*Extrait du document*.
========================================================================

Il ne faudrait pas cependant s'en tenir uniquement aux données de la statistique. Plusieurs causes en effet en infirment la valeur dans une certaine mesure.

La répression des crimes et des délits peut se poursuivre avec plus ou moins de rigueur. Il est des époques néfastes où le sens moral s'affaiblit, où la conscience baisse la voix, où la distinction entre le bien et le mal s'efface, où l'on transige avec le devoir, et où l'on capitule devant les erreurs et les faiblesses du moment. L'opinion si mobile et si changeante modifie l'appréciation des faits, elle en altère la portée, elle en déguise le caractère; elle empêche de traduire devant les tribunaux ceux qui les ont accomplis et elle obtient des juges des sentences adoucies ou mème des absolutions complaisantes.

De plus, la législation elle-même tend quelquefois à se rendre complice de cet amollissement universel des àmes, et elle en vient, sous l'empire de préoccupations singulières, de préjugés injustifiables ou même de coupables condescendances, à innocenter des actes qui sont de véritables attentats contre l'ordre social. C'est ainsi que la loi du

27 juillet 1881 sur la presse ne considère plus comme des délits des faits qu'à raison de leur gravité les lois promulguées sous les régimes politiques antérieurs avaient frappés de peines plus ou moins sévères, et qu'elle en est venue notamment, pour obéir au mot d'ordre de l'athéïsme, à permettre toutes les attaques contre l'ordre religieux tout entier, ainsi que les plus sanglants outrages et les plus odieux blasphèmes contre Dieu.

========================================================================

*Liste fournie*.
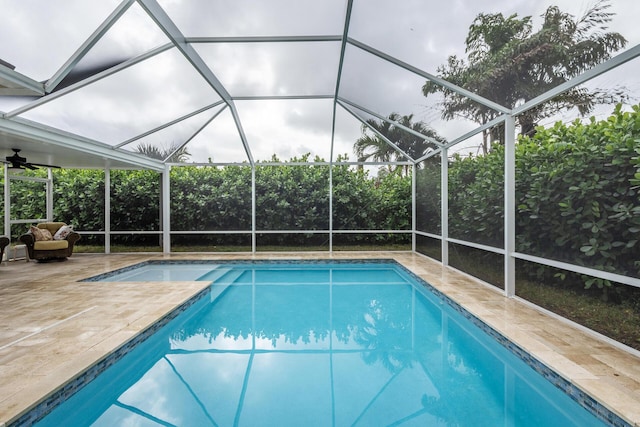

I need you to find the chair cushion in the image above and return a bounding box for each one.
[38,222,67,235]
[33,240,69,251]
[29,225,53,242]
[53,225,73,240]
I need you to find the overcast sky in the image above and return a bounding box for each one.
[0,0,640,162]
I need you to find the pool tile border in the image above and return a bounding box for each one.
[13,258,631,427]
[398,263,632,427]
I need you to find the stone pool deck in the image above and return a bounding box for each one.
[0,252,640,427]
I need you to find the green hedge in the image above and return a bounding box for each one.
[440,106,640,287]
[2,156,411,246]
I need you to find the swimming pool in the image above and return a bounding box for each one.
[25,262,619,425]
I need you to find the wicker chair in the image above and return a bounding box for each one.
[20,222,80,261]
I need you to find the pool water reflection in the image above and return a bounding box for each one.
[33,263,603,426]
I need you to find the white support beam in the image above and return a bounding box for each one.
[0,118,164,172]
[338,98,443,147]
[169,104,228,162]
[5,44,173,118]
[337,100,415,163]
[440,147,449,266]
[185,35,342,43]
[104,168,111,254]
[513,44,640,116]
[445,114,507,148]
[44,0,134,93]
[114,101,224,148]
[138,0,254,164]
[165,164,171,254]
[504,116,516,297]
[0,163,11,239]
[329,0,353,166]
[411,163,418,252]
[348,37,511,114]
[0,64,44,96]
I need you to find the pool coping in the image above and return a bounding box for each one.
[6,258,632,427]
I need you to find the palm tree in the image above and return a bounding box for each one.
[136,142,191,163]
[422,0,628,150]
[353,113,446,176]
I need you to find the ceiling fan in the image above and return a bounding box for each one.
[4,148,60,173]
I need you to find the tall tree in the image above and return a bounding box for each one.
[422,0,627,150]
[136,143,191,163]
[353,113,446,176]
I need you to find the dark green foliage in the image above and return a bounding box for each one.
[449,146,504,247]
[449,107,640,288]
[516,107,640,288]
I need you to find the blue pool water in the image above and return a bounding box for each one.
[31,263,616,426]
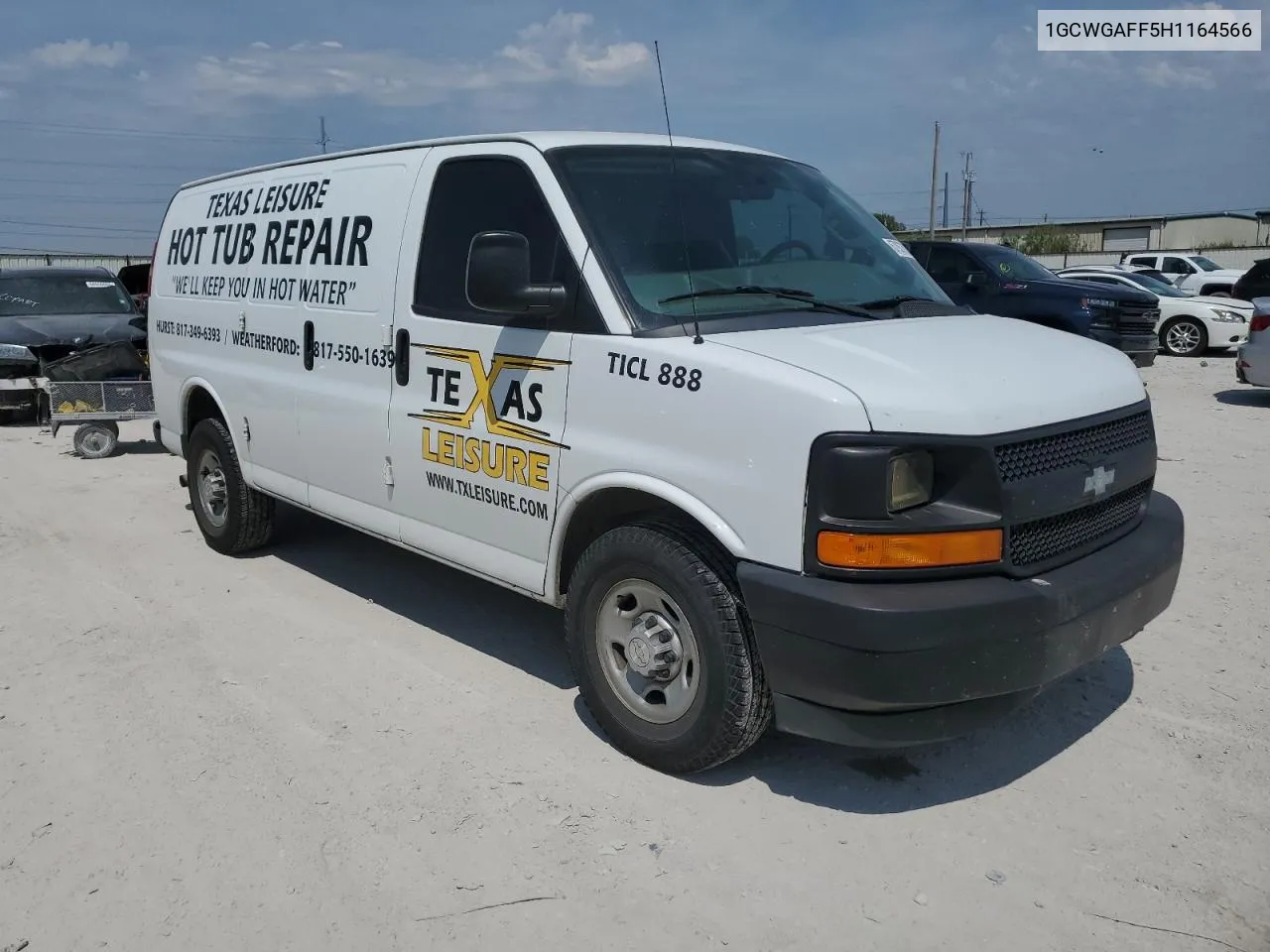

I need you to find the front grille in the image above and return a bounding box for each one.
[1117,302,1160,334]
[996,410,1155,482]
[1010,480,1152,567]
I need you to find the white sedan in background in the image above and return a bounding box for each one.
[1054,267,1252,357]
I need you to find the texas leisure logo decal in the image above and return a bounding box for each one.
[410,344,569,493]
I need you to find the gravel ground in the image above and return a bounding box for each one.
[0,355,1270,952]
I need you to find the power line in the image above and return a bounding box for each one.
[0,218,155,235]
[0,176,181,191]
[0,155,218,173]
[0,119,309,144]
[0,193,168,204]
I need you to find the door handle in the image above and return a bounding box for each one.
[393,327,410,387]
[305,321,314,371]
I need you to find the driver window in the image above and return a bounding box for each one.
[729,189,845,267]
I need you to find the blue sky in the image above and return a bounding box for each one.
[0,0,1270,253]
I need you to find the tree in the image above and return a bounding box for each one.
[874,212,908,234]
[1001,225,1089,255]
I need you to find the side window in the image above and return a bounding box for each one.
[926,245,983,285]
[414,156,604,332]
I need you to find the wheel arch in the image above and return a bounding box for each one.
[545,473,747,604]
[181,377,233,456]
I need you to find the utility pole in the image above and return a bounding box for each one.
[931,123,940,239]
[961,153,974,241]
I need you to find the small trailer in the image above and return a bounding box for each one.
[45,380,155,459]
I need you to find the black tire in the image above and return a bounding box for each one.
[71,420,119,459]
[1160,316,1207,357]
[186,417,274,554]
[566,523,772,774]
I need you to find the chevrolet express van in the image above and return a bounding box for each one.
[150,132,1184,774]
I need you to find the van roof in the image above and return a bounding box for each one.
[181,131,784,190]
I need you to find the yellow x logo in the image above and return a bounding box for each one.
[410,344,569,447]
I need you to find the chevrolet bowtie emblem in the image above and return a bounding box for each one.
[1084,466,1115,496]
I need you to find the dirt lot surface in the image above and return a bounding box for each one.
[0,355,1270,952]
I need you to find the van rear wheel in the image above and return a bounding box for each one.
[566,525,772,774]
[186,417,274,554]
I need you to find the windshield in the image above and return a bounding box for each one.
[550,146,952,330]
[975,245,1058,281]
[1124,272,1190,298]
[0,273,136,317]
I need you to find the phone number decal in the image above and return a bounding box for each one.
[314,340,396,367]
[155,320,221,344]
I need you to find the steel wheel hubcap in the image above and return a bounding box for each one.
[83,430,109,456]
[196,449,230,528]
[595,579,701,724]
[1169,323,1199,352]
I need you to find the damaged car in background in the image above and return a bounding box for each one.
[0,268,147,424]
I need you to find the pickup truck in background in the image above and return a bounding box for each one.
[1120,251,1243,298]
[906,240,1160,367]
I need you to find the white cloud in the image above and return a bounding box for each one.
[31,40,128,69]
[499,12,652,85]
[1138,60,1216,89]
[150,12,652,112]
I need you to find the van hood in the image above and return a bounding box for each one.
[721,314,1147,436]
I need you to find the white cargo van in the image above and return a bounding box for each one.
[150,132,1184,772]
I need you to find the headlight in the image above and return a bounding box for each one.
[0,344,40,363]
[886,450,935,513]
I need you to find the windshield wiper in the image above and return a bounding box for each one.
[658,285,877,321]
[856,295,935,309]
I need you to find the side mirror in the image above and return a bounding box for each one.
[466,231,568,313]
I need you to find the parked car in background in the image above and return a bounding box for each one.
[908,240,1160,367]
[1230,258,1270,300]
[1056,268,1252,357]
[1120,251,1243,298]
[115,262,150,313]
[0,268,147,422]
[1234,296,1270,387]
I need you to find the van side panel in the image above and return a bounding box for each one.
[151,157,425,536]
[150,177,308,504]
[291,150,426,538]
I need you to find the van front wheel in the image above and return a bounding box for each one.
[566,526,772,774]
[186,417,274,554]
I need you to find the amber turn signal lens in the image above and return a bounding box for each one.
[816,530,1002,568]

========================================================================

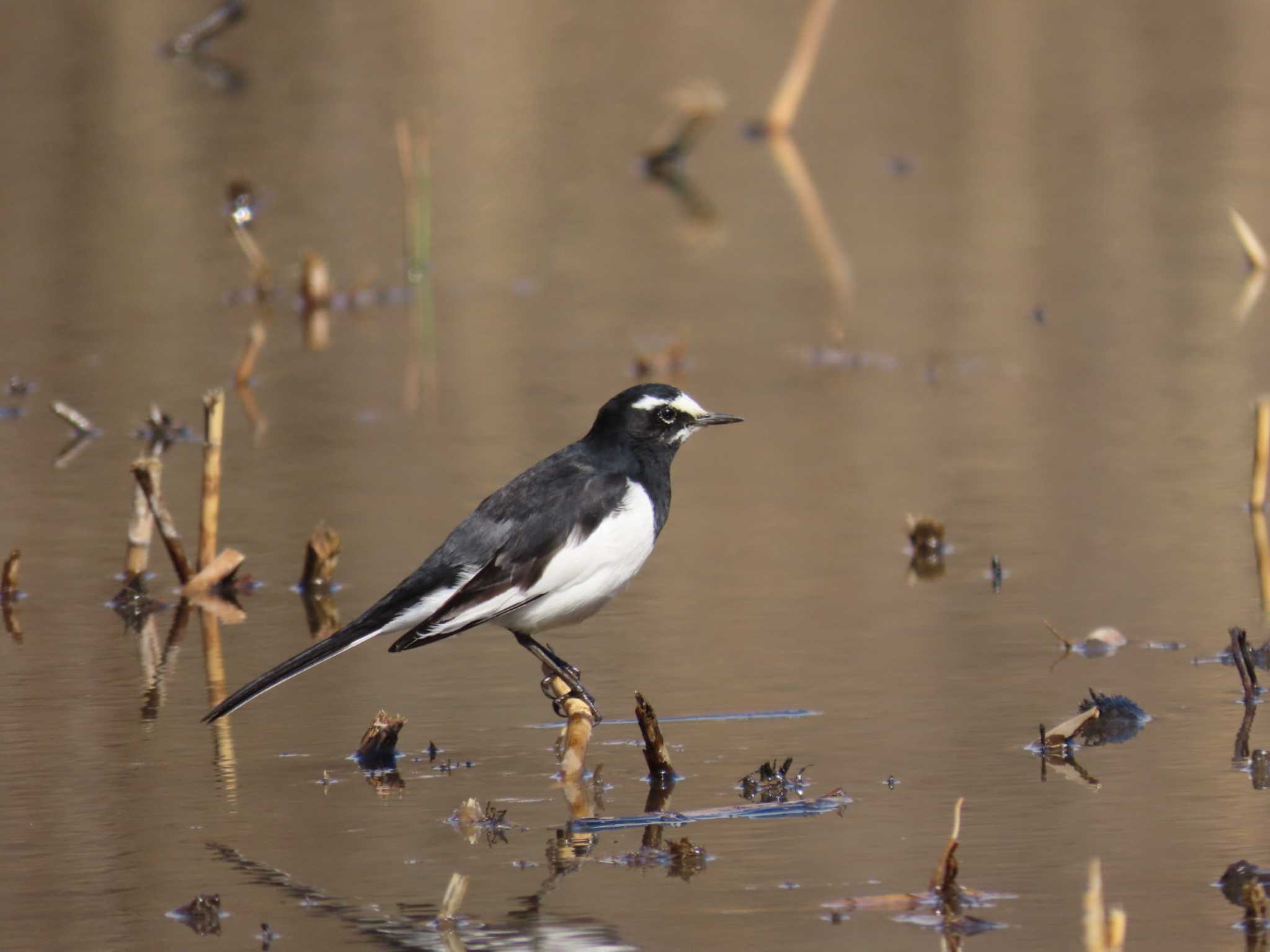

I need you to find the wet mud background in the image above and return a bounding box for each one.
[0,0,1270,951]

========================================================================

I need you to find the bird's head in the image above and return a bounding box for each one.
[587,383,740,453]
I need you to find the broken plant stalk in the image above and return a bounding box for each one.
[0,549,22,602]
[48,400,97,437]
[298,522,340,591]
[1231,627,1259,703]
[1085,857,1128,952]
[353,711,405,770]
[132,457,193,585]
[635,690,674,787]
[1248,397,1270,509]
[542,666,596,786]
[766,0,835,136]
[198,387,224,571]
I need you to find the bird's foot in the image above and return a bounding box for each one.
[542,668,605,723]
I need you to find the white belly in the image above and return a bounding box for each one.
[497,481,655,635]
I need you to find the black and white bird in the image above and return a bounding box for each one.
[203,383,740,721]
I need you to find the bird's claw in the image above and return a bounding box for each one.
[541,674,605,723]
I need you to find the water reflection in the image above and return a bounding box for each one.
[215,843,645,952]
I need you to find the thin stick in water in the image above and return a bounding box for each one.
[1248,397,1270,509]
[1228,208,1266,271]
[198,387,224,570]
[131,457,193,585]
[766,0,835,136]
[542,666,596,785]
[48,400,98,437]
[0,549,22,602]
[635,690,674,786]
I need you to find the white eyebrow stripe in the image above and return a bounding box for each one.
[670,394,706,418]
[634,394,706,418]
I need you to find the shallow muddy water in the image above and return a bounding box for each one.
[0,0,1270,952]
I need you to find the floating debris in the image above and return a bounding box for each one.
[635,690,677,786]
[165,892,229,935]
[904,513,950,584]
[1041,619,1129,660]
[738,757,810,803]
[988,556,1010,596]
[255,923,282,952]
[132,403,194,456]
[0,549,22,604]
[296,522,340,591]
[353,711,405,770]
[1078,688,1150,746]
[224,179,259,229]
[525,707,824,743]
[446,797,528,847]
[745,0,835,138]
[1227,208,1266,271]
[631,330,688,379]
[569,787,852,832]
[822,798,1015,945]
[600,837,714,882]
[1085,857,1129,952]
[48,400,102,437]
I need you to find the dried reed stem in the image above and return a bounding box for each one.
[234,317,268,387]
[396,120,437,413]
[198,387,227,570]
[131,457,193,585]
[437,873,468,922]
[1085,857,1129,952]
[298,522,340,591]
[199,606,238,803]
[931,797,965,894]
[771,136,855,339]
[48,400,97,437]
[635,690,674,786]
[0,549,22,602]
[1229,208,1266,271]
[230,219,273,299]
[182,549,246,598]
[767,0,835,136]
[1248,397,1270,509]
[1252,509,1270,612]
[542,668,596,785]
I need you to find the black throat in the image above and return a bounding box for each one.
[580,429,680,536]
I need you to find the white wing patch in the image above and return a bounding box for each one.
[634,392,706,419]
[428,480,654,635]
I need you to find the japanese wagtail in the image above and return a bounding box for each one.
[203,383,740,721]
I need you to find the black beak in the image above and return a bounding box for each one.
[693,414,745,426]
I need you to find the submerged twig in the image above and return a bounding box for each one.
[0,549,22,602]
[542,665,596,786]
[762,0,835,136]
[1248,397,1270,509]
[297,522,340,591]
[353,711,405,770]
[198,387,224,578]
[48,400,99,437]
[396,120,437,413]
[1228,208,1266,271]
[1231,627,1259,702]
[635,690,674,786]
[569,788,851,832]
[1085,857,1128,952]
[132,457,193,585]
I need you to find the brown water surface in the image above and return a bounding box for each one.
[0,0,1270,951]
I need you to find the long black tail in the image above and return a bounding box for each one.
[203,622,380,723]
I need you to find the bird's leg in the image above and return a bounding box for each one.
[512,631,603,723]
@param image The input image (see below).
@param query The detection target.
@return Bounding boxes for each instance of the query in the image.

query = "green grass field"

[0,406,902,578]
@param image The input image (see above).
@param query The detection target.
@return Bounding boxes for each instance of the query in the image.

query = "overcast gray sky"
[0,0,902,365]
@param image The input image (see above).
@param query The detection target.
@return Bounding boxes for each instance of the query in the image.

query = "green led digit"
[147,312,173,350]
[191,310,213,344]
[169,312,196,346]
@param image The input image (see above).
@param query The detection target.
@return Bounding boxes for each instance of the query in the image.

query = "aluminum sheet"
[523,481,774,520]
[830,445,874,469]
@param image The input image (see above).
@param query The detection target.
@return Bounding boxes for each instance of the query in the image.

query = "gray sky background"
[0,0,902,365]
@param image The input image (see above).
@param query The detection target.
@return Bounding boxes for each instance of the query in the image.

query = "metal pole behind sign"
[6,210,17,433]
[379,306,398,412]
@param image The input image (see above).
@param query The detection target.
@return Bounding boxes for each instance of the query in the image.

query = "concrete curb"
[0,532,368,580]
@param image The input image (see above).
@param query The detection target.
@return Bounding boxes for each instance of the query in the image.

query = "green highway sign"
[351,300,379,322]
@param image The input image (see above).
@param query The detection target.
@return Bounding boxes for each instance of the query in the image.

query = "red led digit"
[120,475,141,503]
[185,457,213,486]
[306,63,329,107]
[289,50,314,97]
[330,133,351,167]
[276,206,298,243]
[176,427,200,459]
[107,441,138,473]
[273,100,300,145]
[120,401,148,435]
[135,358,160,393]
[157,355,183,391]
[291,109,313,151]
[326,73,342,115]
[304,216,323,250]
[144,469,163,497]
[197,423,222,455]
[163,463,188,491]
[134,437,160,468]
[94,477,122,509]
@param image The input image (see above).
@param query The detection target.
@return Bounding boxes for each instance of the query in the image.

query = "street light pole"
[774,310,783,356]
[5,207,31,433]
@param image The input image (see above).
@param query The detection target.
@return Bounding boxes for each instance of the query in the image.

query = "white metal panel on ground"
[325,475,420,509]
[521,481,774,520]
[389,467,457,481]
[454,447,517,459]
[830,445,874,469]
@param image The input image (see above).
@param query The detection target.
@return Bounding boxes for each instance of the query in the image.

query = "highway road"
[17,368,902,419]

========================================================================

*Consigne de travail 1*. D'après l'extrait sur la répression des délits, quelle loi ne considère plus comme des délits des faits que les lois antérieures punissaient ?
*Consigne de travail 2*. Selon l'extrait, pourquoi ne faut-il pas s'en tenir uniquement aux données de la statistique ? Répondez en une à trois phrases.
La liste n'est pas nécessaire ici.

*Réponse finale 1*. La loi du 27 juillet 1881 sur la presse.

*Réponse finale 2*. Plusieurs causes en diminuent la valeur. La répression des crimes et des délits peut être plus ou moins rigoureuse, et l'opinion changeante empêche de traduire certains auteurs devant les tribunaux ou obtient des juges des sentences adoucies et des absolutions complaisantes. De plus, la législation elle-même innocente parfois des actes qui sont de véritables attentats contre l'ordre social.